▶ **Try it**
From the fundraising appeal for Jasmi below, repeat word for word the passage that begins at the words "Jasmi is ten" and stops after the words "can help with.".

▶ **Page text**
■ ■ ■ ■ ■ ■ ■
Jasmi is ten years old and absolutely wonderful. She has overcome so much in her life so far and shown so much resilience that it is incredible. However, she is now facing a challenge that you can help with.
Jasmi has beaten leukaemia twice, undergone a bone marrow transplant and the treatment has destroyed her hip joints meaning that she can no longer walk and now needs to use a wheelchair. The chair that she has been given on the NHS she cannot push herself.
I am one of the paediatricians that has looked after Jasmi for many years and use a wheelchair myself. Jasmi has seen that I can be independent, active and achieving in the work environment. I arranged an appropriate assessment and fitting for a wheelchair which suits Jasmi’s needs for independence and she was flying, even on chairs which were not made to measure for her! Along with Dr. Piccinelli, Jasmi’s local paediatric oncologist, we are fundraising to buy Jasmi a wheelchair and Tri-ride so that she can access educational and social opportunities that every ten year old child should be able to access. Please help us to help the awesome Jasmi.
■ ■ ■ ■ ■ ■ ■
▶ **Record set**
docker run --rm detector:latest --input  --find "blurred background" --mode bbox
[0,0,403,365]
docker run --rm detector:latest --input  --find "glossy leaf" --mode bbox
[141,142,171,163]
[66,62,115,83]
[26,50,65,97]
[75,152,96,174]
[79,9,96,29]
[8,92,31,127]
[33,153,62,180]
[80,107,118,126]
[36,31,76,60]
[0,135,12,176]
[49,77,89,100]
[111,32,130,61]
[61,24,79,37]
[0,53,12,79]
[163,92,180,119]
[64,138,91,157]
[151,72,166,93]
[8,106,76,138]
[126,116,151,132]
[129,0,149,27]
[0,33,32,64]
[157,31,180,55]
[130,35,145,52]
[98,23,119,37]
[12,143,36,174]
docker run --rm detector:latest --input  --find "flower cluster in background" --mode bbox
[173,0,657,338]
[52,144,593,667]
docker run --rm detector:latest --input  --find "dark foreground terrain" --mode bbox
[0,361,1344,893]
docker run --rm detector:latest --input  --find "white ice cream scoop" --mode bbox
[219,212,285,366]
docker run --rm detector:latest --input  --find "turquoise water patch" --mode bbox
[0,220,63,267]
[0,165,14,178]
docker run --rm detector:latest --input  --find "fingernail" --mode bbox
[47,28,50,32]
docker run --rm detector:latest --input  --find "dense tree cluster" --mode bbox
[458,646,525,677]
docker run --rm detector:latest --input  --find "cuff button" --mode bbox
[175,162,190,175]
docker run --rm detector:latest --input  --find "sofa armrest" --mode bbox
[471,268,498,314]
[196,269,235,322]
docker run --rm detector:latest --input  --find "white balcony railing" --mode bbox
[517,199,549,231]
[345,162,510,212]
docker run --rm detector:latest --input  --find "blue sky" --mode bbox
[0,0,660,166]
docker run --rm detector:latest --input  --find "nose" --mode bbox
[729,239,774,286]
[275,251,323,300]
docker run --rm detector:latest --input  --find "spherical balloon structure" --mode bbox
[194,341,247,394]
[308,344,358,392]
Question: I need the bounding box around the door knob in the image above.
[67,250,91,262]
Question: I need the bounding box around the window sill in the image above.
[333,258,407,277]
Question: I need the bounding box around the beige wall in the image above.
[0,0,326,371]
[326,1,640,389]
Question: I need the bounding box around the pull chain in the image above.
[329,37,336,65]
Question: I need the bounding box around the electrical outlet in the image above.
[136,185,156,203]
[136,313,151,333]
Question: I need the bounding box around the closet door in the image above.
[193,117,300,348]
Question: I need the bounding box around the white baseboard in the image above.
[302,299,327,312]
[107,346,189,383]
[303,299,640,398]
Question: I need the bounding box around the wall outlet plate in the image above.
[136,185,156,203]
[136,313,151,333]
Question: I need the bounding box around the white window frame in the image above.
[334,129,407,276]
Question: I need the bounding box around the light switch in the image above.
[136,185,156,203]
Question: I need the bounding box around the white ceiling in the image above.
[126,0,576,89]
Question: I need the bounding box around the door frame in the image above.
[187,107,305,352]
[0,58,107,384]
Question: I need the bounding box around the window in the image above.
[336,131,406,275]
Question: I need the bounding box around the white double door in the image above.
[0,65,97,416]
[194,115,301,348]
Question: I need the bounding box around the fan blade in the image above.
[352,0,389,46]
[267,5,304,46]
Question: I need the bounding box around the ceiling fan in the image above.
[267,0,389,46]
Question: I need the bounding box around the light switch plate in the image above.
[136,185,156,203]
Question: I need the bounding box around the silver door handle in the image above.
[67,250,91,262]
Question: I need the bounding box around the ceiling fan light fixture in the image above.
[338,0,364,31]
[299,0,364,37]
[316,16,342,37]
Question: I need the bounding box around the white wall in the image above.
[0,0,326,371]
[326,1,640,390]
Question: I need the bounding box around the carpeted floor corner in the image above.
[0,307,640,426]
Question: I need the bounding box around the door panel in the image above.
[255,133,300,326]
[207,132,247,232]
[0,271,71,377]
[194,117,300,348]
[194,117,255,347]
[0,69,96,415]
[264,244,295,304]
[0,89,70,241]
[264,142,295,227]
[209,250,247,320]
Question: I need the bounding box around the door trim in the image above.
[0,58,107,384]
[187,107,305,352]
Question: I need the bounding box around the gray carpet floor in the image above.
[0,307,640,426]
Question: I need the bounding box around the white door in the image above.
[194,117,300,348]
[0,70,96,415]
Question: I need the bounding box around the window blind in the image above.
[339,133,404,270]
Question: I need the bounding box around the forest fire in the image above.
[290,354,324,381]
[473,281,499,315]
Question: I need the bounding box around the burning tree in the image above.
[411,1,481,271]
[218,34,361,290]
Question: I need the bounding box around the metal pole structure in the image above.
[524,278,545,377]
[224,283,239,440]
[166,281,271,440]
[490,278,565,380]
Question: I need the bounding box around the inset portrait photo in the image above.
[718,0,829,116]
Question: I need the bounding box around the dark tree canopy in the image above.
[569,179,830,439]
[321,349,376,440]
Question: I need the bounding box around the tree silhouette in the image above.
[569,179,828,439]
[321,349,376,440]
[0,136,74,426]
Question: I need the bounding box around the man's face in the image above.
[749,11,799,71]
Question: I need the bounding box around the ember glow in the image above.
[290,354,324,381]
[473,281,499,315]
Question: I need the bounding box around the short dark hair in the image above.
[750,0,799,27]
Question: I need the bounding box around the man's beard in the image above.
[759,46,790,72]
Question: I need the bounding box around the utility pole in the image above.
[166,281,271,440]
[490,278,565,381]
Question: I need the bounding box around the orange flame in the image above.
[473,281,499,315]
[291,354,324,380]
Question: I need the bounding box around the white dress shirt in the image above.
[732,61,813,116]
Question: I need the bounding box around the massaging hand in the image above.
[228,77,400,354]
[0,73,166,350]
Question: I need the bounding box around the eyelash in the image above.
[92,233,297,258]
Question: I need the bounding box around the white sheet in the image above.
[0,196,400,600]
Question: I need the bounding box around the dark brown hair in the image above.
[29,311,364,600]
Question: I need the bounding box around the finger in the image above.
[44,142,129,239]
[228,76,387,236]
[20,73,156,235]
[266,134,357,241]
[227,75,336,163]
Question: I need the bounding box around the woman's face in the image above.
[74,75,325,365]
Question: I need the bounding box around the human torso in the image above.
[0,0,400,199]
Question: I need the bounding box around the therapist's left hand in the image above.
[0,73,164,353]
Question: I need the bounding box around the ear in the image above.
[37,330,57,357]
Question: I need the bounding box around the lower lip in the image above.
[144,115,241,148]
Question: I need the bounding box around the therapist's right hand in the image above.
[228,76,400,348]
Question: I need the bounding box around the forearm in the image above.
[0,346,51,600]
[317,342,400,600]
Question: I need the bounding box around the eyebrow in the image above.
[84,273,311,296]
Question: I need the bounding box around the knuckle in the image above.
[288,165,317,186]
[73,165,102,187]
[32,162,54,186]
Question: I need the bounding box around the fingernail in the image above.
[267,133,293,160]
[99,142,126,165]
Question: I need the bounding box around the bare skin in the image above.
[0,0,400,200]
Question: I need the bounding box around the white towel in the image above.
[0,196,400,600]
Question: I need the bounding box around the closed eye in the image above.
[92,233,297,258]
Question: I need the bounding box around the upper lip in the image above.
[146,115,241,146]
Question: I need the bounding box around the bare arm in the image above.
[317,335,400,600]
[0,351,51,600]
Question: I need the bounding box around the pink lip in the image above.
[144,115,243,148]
■ ■ ■ ■ ■ ■ ■
▶ **Expected output**
Jasmi is ten years old and absolutely wonderful. She has overcome so much in her life so far and shown so much resilience that it is incredible. However, she is now facing a challenge that you can help with.